— PROMPT —
Can you write out everything from the line containing "outline car front grille" down to the line containing "M 230 64 L 238", both ends included, as the items show them?

◇ ◇ ◇ ◇ ◇ ◇ ◇

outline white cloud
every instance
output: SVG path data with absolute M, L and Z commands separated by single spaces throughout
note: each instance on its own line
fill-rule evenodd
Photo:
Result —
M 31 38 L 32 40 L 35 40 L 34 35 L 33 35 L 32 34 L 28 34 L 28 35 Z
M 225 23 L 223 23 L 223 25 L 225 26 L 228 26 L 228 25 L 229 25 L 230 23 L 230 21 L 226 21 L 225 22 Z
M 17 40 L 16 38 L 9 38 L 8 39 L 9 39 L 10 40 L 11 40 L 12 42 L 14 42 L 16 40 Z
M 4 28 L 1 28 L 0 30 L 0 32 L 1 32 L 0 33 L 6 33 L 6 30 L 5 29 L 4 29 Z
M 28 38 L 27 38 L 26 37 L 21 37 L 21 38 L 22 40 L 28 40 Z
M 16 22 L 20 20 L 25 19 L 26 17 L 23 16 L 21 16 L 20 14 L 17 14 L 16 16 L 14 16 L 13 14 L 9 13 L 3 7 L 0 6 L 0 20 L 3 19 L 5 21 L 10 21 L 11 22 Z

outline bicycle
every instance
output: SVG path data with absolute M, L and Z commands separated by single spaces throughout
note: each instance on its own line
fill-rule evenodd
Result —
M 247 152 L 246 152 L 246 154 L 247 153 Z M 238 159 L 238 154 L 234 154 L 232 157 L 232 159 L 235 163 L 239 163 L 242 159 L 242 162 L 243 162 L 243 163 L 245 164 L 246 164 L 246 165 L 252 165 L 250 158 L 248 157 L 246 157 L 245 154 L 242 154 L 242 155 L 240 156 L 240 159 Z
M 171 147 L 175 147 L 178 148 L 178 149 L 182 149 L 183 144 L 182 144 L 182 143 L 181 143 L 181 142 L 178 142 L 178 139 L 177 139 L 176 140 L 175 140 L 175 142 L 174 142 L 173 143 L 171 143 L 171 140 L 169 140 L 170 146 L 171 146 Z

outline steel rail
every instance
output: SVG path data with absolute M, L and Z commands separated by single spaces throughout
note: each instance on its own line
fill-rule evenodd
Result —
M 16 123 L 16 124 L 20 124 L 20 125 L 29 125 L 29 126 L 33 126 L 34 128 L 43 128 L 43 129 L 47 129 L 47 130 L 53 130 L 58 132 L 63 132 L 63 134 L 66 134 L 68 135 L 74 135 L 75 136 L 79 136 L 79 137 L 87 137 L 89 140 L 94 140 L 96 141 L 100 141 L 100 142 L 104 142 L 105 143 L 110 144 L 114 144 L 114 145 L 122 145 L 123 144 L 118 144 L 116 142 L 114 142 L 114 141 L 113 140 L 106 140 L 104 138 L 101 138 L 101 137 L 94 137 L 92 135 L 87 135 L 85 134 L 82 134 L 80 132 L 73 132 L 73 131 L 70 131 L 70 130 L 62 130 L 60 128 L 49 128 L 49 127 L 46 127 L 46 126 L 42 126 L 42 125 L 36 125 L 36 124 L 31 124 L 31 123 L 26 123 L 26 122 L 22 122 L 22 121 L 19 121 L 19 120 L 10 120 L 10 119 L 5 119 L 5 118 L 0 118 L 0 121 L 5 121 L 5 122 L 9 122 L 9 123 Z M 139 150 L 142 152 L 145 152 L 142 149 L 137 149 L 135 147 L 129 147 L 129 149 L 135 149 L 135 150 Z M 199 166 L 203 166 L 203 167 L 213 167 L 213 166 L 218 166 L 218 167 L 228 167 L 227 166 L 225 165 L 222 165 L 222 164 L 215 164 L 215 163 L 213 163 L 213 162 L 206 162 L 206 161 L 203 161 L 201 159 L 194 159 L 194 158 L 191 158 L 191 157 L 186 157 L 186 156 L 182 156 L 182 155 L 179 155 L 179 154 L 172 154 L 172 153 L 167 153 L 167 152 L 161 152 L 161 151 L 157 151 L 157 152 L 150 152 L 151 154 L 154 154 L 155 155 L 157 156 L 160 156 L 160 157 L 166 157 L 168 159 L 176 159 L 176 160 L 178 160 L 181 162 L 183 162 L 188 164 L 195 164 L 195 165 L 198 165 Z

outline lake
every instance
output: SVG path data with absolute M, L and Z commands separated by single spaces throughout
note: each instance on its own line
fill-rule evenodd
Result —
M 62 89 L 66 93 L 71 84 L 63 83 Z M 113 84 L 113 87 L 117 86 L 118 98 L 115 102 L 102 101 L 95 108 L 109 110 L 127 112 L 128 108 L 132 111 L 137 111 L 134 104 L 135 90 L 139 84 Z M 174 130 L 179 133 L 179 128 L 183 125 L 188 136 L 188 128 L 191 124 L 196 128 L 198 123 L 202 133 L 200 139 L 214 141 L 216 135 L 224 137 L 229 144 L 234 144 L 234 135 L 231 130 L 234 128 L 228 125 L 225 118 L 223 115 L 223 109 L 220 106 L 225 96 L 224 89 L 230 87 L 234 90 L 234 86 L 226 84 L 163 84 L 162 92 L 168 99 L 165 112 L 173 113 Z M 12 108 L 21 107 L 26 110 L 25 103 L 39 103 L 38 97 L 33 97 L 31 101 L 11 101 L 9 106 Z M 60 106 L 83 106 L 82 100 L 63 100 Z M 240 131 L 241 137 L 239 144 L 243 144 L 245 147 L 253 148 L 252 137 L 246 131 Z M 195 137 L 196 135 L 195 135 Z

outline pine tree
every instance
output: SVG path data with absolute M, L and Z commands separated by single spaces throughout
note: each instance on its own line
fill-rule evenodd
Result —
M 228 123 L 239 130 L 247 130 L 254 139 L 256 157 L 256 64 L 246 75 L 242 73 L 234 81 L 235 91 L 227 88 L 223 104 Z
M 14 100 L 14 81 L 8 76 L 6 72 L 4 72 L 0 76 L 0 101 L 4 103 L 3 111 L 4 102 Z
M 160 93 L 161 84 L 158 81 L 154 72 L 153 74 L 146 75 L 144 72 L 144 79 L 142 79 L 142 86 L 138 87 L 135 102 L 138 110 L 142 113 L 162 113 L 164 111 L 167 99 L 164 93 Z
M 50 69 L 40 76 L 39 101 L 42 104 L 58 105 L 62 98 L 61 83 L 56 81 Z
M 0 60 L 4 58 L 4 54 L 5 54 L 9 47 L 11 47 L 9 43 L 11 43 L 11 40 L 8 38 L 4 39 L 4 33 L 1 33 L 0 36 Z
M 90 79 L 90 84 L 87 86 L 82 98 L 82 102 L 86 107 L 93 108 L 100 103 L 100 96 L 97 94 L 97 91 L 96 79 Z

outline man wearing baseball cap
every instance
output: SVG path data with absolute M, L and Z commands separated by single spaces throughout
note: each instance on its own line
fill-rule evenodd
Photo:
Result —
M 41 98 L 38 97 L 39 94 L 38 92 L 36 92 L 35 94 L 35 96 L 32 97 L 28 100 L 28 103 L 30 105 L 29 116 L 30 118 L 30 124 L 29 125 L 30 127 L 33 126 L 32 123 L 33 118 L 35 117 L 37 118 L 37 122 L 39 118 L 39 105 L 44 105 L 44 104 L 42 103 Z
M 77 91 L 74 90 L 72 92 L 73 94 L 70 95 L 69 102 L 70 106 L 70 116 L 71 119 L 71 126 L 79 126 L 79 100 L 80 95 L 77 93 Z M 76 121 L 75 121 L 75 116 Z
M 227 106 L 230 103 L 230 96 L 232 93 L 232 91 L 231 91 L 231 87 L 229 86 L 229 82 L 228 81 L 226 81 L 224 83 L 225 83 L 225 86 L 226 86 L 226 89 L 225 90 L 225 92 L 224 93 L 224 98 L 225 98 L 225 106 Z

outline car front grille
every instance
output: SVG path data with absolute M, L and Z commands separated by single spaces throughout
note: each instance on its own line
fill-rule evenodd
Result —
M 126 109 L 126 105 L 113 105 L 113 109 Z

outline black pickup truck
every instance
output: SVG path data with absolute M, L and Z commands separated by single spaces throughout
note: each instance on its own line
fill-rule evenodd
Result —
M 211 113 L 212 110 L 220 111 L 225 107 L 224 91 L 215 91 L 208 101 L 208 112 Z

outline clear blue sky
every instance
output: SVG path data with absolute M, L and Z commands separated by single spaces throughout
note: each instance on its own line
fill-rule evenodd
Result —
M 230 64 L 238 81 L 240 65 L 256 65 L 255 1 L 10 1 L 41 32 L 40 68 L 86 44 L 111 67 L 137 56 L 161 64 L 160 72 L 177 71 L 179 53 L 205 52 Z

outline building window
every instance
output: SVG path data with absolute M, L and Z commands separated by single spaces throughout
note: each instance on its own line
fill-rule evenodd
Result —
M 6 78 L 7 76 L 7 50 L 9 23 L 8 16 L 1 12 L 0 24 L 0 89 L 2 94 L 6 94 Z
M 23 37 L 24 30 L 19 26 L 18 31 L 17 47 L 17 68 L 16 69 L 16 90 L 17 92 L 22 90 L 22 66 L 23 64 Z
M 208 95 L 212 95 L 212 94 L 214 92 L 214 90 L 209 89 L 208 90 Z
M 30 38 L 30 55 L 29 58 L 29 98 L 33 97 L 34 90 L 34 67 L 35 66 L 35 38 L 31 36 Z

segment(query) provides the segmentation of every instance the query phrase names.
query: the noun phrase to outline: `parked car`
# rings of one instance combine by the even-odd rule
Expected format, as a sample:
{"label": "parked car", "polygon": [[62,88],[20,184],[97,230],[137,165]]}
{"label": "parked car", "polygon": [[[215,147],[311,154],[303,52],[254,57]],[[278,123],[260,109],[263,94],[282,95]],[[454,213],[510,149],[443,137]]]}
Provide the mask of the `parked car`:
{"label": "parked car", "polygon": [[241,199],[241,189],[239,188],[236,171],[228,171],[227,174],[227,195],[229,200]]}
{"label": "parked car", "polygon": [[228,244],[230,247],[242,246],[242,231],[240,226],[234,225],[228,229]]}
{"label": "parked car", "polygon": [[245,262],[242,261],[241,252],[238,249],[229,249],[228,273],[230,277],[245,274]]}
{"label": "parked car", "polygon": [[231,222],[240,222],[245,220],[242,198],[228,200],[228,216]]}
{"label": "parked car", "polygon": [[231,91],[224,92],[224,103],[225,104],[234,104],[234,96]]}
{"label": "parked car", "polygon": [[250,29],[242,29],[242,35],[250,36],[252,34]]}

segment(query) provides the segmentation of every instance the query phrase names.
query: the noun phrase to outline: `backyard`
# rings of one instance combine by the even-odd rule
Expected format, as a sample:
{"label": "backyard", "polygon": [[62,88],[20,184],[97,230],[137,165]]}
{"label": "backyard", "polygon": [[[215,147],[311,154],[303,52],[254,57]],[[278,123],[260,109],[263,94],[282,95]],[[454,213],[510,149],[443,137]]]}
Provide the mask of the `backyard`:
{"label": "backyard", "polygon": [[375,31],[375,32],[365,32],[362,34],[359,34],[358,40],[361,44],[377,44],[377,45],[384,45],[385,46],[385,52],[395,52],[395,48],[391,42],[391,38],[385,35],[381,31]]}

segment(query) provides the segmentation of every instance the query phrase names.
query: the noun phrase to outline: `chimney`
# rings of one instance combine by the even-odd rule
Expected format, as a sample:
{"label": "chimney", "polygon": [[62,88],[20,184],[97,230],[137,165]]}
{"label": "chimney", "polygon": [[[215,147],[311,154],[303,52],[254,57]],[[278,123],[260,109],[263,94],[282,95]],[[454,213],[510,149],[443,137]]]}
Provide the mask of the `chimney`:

◇ ◇ ◇ ◇ ◇ ◇ ◇

— COMPLETE OUTPUT —
outline car front grille
every instance
output: SVG path data with absolute M, L and Z commands separated by single spaces throughout
note: each instance on its own line
fill-rule evenodd
Result —
M 126 109 L 126 105 L 113 105 L 113 109 Z

outline black pickup truck
every instance
output: SVG path data with absolute M, L and Z commands separated by single spaces throughout
note: each instance on its own line
fill-rule evenodd
Result —
M 211 113 L 212 110 L 220 111 L 225 107 L 224 91 L 215 91 L 208 101 L 208 112 Z

outline clear blue sky
every instance
output: SVG path data with absolute M, L and Z commands separated by single spaces throughout
note: each instance on its own line
fill-rule evenodd
Result —
M 230 64 L 238 81 L 240 65 L 256 65 L 255 1 L 10 1 L 41 32 L 40 68 L 86 44 L 111 67 L 137 56 L 161 64 L 160 72 L 177 71 L 179 53 L 205 52 Z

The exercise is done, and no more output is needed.